Extracto del documento >>
━━━━

Critican al gobierno y a las multinacionales malosas pero tienen luz, agua y Coca-cola en la despensa. Votan para que nadie les estropee su parque temático étnico y gratuito, eso es progresista y les hace buenas personas. Los ricos son malos mientras no consigan ser uno de ellos.

El milenial Enestepaís odia a los sacerdotes y a los ejércitos. Se disfraza de pobre para simular bonomía, pero lleva la Visa escondida en la cartera de artesanía wayúu.

No se da cuenta de que no aporta nada, gasta muy poco, no deja beneficios con su visita, tampoco dona ni ayuda. Se lleva su foto sonriente entre niños con mocos que no se ríen y a los que ni siquiera les da una propina por robarles la dignidad.

Le encanta recorrer lugares pobres con sus Adidas, sus Levi’s y el humilde zurrón en bandolera donde guarda fulares de colores.

Pero estos tipos son millones, y votan, por eso están convirtiendo el mundo en un planeta de apariencias y prejuicios que regresa a la Edad Media. Se creen diferentes pero son iguales en todos los países, cortados por un patrón de egoísmo sin límites.

━━━━

Datos mostrados >>

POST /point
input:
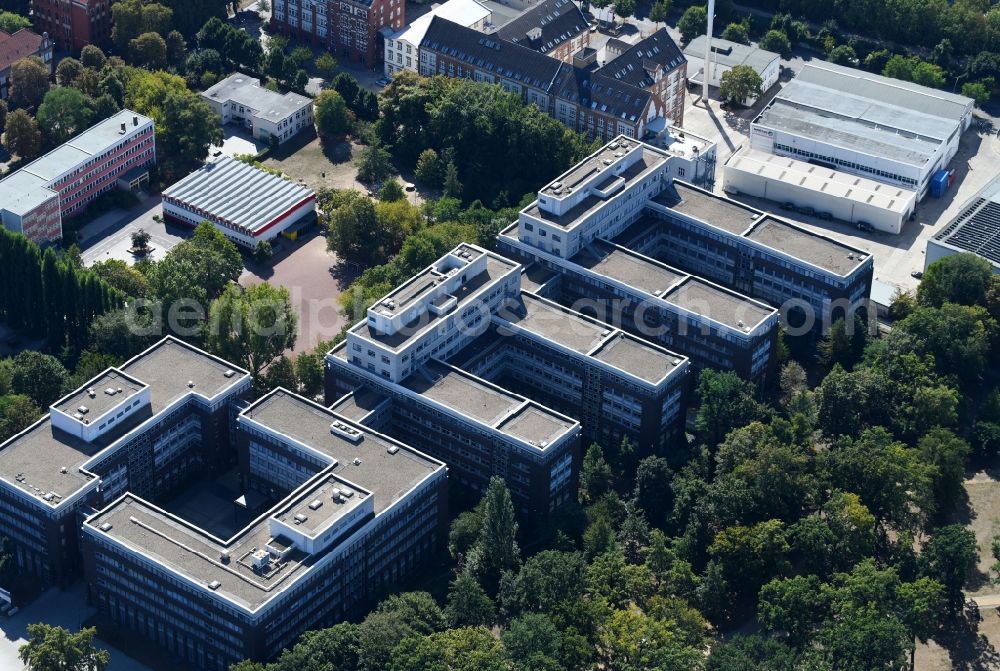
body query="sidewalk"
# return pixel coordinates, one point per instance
(58, 608)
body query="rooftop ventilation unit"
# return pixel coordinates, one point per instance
(260, 559)
(346, 431)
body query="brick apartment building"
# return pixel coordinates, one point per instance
(115, 153)
(73, 24)
(22, 44)
(587, 101)
(556, 28)
(350, 29)
(655, 64)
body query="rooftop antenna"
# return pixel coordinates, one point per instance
(708, 52)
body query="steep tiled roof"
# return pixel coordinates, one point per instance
(557, 21)
(634, 66)
(594, 90)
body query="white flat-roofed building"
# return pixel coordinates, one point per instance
(727, 55)
(843, 196)
(247, 204)
(402, 48)
(857, 122)
(240, 99)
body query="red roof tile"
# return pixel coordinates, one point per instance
(17, 46)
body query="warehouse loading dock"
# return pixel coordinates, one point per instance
(840, 195)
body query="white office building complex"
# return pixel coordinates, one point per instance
(402, 48)
(240, 99)
(864, 124)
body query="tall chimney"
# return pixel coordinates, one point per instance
(708, 52)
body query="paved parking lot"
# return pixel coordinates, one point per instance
(109, 236)
(315, 281)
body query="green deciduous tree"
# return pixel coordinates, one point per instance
(429, 169)
(595, 475)
(325, 65)
(22, 135)
(17, 412)
(64, 113)
(148, 50)
(39, 376)
(253, 327)
(726, 402)
(56, 649)
(776, 41)
(496, 549)
(467, 649)
(374, 164)
(949, 557)
(11, 22)
(959, 278)
(29, 82)
(132, 18)
(693, 22)
(739, 84)
(67, 71)
(468, 604)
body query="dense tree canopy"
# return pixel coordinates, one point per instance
(501, 148)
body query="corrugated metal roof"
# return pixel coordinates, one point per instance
(238, 193)
(887, 90)
(823, 180)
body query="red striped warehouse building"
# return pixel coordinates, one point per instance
(247, 204)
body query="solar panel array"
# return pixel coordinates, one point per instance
(976, 230)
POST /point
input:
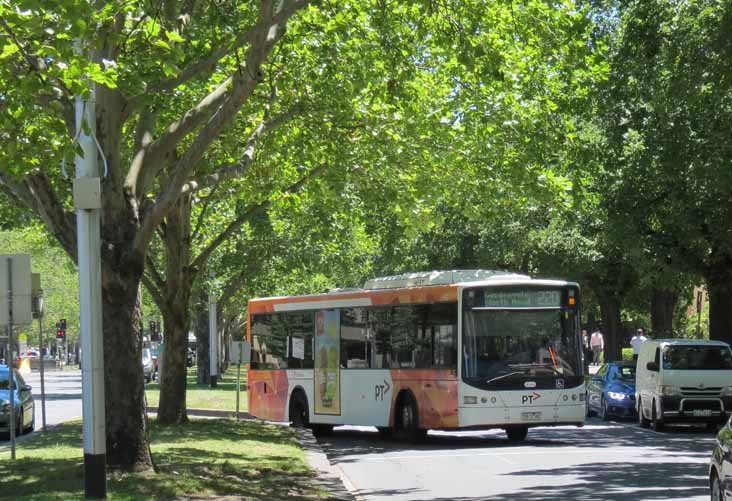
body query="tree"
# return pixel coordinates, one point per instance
(669, 106)
(182, 71)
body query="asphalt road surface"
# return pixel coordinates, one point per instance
(63, 397)
(602, 461)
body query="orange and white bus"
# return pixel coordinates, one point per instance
(436, 350)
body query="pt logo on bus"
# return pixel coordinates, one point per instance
(529, 399)
(381, 390)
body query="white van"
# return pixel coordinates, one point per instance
(681, 380)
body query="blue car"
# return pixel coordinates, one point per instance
(23, 399)
(611, 391)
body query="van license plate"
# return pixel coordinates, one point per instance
(531, 416)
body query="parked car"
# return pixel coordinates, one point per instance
(23, 400)
(682, 380)
(148, 367)
(720, 469)
(611, 391)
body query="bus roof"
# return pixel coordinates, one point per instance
(427, 278)
(410, 288)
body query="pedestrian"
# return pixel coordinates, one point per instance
(597, 343)
(586, 351)
(636, 341)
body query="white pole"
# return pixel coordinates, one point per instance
(41, 342)
(11, 362)
(213, 340)
(90, 294)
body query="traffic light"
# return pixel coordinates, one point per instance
(154, 331)
(61, 329)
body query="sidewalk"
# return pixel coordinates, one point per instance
(330, 477)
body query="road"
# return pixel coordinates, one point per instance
(63, 397)
(602, 461)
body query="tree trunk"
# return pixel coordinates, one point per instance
(127, 445)
(172, 407)
(612, 329)
(663, 303)
(720, 308)
(203, 369)
(176, 315)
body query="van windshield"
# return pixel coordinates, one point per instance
(697, 358)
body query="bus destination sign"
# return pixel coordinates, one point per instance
(527, 298)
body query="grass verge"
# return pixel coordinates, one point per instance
(204, 459)
(200, 396)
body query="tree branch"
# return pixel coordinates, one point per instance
(258, 208)
(266, 35)
(149, 160)
(198, 68)
(236, 170)
(154, 291)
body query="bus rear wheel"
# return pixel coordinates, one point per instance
(517, 433)
(299, 414)
(407, 421)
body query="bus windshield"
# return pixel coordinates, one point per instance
(504, 348)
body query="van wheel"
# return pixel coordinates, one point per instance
(517, 433)
(299, 414)
(322, 430)
(642, 421)
(656, 421)
(384, 431)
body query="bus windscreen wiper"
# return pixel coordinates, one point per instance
(502, 376)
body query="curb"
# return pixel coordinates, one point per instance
(329, 475)
(208, 413)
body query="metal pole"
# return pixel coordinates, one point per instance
(90, 293)
(43, 382)
(238, 377)
(213, 340)
(11, 361)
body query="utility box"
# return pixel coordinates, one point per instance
(21, 288)
(240, 352)
(87, 193)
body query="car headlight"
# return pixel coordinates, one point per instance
(669, 391)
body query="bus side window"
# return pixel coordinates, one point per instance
(442, 319)
(379, 329)
(354, 351)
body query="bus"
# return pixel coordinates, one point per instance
(440, 350)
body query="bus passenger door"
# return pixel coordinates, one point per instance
(327, 381)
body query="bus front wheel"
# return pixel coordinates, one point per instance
(407, 421)
(517, 433)
(299, 414)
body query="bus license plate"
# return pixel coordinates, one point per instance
(531, 416)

━━━━

Objetivos >>
1 > Saca tal cual del texto sobre el turista milenial el pasaje que comienza en las palabras "Critican al gobierno" y acaba después de "uno de ellos.".
2 > Prolonga el texto sobre el turista milenial a partir de su última frase.
Las filas son un material aparte del texto sobre el turista milenial.

Respuestas >>
1 >
Critican al gobierno y a las multinacionales malosas pero tienen luz, agua y Coca-cola en la despensa. Votan para que nadie les estropee su parque temático étnico y gratuito, eso es progresista y les hace buenas personas. Los ricos son malos mientras no consigan ser uno de ellos.

2 >
No ven la muerte en esos poblados, no ven ancianos enfermos porque no hay, fallecen y desaparecen de la vista. No se dan cuenta de que esos niños necesitarían gafas y tratamientos de los que carecen. Prefieren su estética izquierdista que la calidad de vida de esas gentes.

Sus países favoritos son India, Camboya, Brasil o cualquiera del África negra. Muchos colores. Se pintan el lunar en la frente e ignoran la ablación, las castas indúes, el machismo musulmán o la esclavitud. Si hay colorines. Flipan y dicen “mira son más felices que nosotros”. Si si, pero no se quedan.

Me los encuentro por todo el mundo, son inconfundibles. Me miran el bigote y el sombrero y me odian, soy para ellos la personificación de todos los males: blanco europeo, hombre, maduro y “rico”.

Nadie los quiere, no dejan dinero en el territorio, pero, eso si, un rastro en el suelo de superioridad moral.

Un aullido.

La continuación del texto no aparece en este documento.